SELECTED EXCERPT ->
There's a colorful fish on the wall. It's fun. It's whimsical, made out of flip-flops and the pieces leftover when they were cut out of a sheet of plastic foam. But wait. Are those bite marks?
Some plastic looks like food to sea creatures, and "Flip Flop Fish" and its companion, "Fish Bite Fish," are very visible evidence.
Go & Do
‘Washed Ashore: Art to Save the Sea’
When: Now through Oct. 27; hours are 9 a.m.-5 p.m. Monday-Saturday, 1-5 p.m. Sunday
Where: Clinton Presidential Center, 1200 President Clinton Ave., Little Rock
Cost: $10 adults; children 6-17, $6
Information: (501) 374-4242, clintonpresidential-center.org
Artist Angela Haseltine Pozzi, creator of the fish sculpture, says, "I used to have people say, 'How do you know they're eating it?' I go, 'You just tell me. What do you think?'"

LIST OF TASKS ->
1) In the article about the Washed Ashore exhibit, how much does an adult ticket cost?
2) Repeat the part of the article about the Washed Ashore exhibit from "There's a colorful" up to and including "very visible evidence.".

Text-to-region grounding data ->
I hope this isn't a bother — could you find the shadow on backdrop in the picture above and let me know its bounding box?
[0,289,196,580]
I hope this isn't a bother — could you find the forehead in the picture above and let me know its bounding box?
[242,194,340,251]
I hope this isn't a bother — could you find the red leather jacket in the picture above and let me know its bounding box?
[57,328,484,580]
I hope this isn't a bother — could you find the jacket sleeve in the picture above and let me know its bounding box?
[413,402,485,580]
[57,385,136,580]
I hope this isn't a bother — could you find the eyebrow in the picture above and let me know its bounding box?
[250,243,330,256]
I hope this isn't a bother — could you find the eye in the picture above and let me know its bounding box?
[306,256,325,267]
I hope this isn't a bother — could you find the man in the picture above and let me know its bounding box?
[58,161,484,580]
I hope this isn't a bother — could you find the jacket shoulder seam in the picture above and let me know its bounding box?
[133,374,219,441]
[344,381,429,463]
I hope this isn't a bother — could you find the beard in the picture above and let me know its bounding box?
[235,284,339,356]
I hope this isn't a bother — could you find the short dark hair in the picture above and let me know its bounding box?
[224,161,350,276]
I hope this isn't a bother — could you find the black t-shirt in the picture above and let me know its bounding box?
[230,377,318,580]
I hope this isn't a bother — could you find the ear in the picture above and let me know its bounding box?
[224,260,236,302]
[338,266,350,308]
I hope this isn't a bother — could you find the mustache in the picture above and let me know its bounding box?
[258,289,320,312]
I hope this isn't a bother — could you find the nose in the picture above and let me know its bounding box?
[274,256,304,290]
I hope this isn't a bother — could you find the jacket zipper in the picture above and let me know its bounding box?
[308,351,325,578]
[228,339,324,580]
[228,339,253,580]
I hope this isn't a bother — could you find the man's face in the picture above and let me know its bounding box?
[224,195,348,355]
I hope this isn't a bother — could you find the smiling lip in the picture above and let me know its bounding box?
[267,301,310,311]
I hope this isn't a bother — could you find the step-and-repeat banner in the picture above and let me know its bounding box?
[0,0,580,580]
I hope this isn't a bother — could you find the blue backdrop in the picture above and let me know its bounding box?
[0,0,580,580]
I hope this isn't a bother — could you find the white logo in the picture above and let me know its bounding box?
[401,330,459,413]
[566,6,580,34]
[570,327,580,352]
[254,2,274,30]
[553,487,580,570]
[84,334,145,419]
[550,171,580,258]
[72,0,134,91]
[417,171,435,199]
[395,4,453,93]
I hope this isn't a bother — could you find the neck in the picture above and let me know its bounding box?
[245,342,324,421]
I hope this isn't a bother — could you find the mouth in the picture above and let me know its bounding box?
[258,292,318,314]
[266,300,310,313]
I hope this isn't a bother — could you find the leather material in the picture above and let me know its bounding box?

OUTPUTS FOR THE TASKS ->
1) $10

2)
There's a colorful fish on the wall. It's fun. It's whimsical, made out of flip-flops and the pieces leftover when they were cut out of a sheet of plastic foam. But wait. Are those bite marks?
Some plastic looks like food to sea creatures, and "Flip Flop Fish" and its companion, "Fish Bite Fish," are very visible evidence.